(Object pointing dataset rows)
○ ○ ○ ○ ○ ○ ○

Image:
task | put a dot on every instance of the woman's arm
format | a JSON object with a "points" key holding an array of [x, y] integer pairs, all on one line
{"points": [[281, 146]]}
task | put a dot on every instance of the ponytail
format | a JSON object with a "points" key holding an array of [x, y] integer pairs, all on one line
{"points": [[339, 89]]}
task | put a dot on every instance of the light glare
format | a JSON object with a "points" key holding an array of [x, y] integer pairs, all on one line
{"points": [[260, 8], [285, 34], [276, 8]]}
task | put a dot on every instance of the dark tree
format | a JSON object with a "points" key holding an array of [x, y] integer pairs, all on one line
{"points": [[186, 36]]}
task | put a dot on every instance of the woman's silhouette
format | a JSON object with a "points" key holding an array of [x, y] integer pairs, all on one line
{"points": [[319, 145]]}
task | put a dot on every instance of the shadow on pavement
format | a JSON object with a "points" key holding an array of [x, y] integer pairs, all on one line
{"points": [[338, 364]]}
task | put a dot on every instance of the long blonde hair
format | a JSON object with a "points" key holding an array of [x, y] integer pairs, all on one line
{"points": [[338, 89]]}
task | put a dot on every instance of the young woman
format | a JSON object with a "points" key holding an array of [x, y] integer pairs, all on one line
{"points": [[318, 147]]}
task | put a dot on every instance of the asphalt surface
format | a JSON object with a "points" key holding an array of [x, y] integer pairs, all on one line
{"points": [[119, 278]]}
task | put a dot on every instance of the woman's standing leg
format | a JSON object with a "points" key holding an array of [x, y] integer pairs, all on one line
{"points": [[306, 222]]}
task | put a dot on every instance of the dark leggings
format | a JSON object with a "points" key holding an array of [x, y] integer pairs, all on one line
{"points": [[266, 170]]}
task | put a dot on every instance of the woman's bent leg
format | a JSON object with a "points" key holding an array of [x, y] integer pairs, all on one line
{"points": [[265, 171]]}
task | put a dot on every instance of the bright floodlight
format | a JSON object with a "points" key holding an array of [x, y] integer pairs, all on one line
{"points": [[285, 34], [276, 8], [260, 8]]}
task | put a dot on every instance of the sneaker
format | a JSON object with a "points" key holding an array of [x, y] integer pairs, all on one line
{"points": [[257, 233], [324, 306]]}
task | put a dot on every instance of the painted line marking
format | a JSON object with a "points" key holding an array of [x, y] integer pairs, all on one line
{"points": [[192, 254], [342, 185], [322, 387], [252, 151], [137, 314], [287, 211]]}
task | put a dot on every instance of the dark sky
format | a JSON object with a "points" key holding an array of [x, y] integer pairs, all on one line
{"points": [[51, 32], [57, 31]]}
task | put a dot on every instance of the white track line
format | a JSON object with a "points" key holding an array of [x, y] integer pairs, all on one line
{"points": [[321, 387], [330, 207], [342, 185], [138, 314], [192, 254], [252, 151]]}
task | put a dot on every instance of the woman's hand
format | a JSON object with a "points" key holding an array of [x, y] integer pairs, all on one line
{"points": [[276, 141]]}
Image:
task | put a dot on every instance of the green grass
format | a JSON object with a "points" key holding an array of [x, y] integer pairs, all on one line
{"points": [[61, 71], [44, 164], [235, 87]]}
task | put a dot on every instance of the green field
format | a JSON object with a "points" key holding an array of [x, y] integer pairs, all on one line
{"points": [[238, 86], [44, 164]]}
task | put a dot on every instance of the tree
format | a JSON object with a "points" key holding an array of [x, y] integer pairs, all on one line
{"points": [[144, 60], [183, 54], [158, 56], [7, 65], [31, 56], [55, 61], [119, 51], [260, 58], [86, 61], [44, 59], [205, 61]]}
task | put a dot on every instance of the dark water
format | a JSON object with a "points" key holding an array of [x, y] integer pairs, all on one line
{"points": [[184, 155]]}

○ ○ ○ ○ ○ ○ ○

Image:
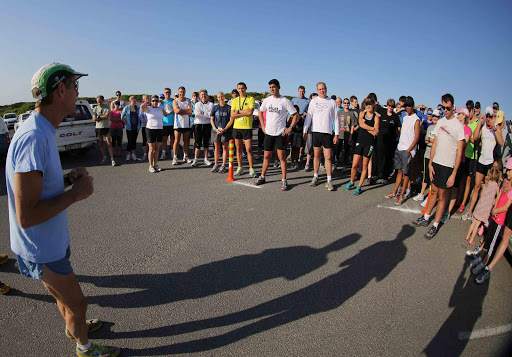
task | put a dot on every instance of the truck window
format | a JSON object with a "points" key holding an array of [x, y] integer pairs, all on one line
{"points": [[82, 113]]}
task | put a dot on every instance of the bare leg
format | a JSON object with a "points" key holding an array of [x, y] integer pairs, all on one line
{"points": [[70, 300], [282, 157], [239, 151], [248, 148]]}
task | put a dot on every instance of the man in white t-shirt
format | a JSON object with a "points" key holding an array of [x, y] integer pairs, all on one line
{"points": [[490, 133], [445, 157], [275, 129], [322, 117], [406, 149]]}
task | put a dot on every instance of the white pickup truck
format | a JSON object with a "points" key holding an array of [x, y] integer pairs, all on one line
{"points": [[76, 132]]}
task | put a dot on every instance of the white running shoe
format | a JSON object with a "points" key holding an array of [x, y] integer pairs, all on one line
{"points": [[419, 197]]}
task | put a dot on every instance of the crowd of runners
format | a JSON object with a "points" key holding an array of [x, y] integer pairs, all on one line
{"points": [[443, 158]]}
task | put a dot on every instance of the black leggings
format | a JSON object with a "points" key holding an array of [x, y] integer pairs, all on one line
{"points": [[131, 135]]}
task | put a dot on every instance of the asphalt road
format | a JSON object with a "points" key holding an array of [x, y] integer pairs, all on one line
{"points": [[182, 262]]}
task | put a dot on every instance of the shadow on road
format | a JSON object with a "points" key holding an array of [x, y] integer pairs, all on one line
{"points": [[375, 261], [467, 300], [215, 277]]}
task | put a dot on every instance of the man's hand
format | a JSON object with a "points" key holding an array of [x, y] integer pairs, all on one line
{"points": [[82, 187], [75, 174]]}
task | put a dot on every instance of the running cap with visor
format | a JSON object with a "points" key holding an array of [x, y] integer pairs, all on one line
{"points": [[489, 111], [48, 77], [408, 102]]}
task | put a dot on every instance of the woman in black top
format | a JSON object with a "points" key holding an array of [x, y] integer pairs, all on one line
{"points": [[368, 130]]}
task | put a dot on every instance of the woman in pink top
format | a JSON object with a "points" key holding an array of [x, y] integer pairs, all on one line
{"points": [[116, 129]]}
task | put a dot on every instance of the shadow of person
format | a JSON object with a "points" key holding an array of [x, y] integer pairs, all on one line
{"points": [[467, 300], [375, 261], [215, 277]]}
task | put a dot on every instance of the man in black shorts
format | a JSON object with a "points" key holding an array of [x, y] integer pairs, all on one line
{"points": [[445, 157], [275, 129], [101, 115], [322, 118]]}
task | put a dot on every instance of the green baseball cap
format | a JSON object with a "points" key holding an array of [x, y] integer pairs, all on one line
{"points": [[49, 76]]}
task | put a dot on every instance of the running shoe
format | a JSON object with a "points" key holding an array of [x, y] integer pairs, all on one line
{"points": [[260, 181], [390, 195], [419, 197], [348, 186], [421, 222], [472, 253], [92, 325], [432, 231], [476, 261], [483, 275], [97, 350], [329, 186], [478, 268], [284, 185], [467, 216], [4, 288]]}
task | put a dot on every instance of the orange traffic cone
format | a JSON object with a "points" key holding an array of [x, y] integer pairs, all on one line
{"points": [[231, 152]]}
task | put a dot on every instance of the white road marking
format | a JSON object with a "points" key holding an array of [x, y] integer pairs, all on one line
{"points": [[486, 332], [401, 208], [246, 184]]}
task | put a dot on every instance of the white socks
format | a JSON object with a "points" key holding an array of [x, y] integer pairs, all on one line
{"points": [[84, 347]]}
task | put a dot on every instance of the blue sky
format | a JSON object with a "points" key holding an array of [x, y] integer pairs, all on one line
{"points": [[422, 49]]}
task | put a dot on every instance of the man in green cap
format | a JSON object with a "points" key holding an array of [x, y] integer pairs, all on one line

○ ○ ○ ○ ○ ○ ○

DIRECTIONS:
Report every line of the data above that contains the string "leggings", matching case exactly.

RESPONSE:
task | put a dot on every instance of the dark leggings
task | put a dot on every instance of the black leggings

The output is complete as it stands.